- **SUPPLIED RECORDS**

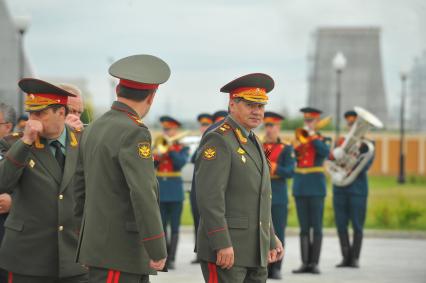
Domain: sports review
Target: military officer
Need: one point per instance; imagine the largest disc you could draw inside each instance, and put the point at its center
(236, 239)
(37, 166)
(205, 120)
(75, 107)
(169, 166)
(7, 121)
(350, 205)
(309, 189)
(122, 238)
(280, 155)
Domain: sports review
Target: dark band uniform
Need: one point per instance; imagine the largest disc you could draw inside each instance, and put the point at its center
(117, 187)
(169, 174)
(204, 119)
(309, 190)
(350, 205)
(40, 237)
(281, 158)
(234, 193)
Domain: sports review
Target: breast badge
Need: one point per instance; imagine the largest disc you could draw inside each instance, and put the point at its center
(209, 153)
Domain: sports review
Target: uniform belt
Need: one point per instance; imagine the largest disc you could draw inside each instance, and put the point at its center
(308, 170)
(169, 174)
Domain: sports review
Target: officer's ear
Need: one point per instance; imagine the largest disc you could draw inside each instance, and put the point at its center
(150, 98)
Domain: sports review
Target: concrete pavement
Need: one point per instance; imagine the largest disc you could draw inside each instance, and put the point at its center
(383, 260)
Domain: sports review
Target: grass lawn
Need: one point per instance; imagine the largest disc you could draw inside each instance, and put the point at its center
(390, 205)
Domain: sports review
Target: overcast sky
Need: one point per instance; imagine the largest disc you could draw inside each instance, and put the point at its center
(208, 43)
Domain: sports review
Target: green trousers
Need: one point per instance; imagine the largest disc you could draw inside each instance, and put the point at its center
(237, 274)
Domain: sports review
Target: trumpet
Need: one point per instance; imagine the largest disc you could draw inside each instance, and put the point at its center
(302, 135)
(162, 143)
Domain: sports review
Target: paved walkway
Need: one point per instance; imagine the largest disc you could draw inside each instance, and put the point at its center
(383, 260)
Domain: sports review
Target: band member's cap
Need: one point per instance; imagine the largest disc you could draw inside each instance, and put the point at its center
(168, 122)
(205, 119)
(310, 112)
(219, 115)
(41, 94)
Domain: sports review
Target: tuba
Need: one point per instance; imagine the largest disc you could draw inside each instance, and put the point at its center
(162, 142)
(349, 159)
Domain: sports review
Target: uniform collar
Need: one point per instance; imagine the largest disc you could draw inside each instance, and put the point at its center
(120, 106)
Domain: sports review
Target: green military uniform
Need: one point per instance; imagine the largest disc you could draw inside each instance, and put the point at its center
(233, 191)
(116, 187)
(40, 232)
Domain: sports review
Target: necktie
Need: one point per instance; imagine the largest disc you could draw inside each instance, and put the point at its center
(252, 138)
(59, 155)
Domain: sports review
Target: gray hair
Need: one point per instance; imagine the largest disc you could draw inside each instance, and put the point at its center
(9, 114)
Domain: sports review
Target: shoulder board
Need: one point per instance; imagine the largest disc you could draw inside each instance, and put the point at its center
(287, 142)
(12, 138)
(136, 120)
(223, 128)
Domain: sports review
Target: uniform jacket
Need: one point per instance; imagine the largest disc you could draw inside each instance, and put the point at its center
(117, 187)
(234, 197)
(41, 230)
(169, 167)
(311, 156)
(282, 162)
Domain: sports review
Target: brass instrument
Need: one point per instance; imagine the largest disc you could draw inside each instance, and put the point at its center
(302, 135)
(349, 159)
(162, 143)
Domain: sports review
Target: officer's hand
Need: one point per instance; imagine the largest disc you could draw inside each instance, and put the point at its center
(157, 265)
(5, 203)
(272, 256)
(74, 122)
(279, 249)
(32, 129)
(225, 258)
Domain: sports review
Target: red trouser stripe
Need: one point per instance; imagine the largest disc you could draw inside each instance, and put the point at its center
(116, 276)
(110, 276)
(212, 273)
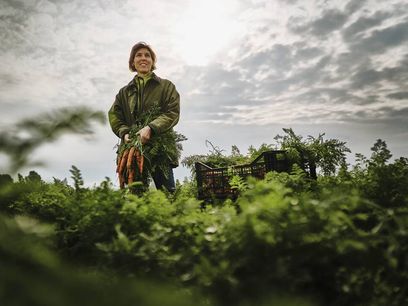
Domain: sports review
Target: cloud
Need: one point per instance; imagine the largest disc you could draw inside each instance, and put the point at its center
(330, 21)
(311, 64)
(402, 95)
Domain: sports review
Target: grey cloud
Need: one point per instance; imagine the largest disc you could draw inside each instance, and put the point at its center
(278, 57)
(354, 5)
(364, 23)
(371, 77)
(330, 21)
(401, 95)
(381, 40)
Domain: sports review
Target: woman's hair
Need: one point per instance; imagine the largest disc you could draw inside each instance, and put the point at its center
(135, 48)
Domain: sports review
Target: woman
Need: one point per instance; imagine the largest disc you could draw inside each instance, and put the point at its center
(144, 92)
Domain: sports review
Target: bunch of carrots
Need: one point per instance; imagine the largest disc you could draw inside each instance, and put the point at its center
(127, 161)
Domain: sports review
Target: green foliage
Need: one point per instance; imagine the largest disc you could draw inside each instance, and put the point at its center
(20, 141)
(287, 240)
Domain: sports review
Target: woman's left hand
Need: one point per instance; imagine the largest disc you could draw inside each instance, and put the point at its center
(145, 134)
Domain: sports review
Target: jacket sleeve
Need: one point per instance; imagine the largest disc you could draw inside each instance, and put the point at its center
(117, 118)
(171, 111)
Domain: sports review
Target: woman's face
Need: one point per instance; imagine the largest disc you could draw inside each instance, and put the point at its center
(143, 61)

- **WORK TO BE COMPLETED**
Scan the material above for the string "hand". Copy each line that holds it.

- **SOLUTION TO THIS PROBLEM**
Target: officer's hand
Target: woman's left hand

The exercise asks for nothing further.